### Task requirements
Which lines below contain the word "grass"? Show each of them in full.

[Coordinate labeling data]
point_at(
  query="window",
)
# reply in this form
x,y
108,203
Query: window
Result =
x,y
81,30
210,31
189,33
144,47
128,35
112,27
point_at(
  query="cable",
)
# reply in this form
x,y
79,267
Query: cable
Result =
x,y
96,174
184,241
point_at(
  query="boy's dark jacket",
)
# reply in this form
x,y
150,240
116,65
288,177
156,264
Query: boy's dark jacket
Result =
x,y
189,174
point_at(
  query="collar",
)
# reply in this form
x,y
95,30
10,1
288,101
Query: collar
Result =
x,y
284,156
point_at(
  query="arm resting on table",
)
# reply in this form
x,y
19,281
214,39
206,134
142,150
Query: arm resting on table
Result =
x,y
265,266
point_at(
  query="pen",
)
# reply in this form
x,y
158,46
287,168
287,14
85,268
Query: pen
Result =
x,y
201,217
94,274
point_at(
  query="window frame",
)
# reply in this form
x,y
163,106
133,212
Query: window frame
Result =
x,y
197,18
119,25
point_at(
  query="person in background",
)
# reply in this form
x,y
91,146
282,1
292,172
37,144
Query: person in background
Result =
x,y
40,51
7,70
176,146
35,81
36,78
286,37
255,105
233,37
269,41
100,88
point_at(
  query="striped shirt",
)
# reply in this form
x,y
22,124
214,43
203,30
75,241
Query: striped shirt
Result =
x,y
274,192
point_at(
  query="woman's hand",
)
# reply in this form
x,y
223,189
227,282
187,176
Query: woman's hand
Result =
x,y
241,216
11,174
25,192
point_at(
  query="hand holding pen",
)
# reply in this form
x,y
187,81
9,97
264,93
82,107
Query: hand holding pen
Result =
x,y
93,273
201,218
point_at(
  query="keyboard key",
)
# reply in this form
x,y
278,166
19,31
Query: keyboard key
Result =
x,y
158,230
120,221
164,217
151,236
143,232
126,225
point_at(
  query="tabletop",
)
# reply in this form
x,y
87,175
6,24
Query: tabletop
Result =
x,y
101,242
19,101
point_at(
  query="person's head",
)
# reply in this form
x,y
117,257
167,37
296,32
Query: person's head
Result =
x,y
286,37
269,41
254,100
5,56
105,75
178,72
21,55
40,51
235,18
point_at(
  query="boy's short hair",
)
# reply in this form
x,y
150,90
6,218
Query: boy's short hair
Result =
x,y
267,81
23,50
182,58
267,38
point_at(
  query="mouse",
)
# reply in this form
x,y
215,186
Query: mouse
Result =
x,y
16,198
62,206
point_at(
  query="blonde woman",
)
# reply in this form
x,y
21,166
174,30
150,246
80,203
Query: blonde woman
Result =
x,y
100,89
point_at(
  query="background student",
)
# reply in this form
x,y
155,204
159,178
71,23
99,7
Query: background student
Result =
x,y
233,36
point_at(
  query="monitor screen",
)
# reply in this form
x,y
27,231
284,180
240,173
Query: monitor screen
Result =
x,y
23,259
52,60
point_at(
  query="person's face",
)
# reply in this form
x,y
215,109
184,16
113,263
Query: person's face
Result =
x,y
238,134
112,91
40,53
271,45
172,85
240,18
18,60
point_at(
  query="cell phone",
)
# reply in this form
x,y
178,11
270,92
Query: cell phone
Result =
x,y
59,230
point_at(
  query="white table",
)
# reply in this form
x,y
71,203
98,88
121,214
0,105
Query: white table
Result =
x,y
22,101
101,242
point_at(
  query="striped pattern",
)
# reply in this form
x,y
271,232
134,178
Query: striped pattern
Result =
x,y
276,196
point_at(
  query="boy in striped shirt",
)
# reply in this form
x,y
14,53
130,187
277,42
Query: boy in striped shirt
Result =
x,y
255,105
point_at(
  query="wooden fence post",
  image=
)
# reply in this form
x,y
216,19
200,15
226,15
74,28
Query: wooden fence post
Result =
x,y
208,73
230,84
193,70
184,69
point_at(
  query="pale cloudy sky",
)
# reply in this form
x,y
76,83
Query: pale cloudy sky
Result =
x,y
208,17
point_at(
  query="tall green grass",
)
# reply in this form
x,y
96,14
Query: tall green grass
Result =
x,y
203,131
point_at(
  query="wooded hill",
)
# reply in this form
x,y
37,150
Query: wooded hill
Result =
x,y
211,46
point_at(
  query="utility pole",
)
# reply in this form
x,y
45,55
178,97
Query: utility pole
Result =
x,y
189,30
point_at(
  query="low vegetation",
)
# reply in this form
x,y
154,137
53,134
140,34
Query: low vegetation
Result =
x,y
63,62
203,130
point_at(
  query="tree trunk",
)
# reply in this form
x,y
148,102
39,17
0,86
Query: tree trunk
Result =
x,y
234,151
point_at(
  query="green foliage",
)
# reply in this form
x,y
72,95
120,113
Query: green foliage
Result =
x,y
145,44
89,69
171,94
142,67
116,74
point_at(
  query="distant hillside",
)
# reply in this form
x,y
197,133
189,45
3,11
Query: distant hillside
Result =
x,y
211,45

### The result
  query="tall green grass",
Query: tall green grass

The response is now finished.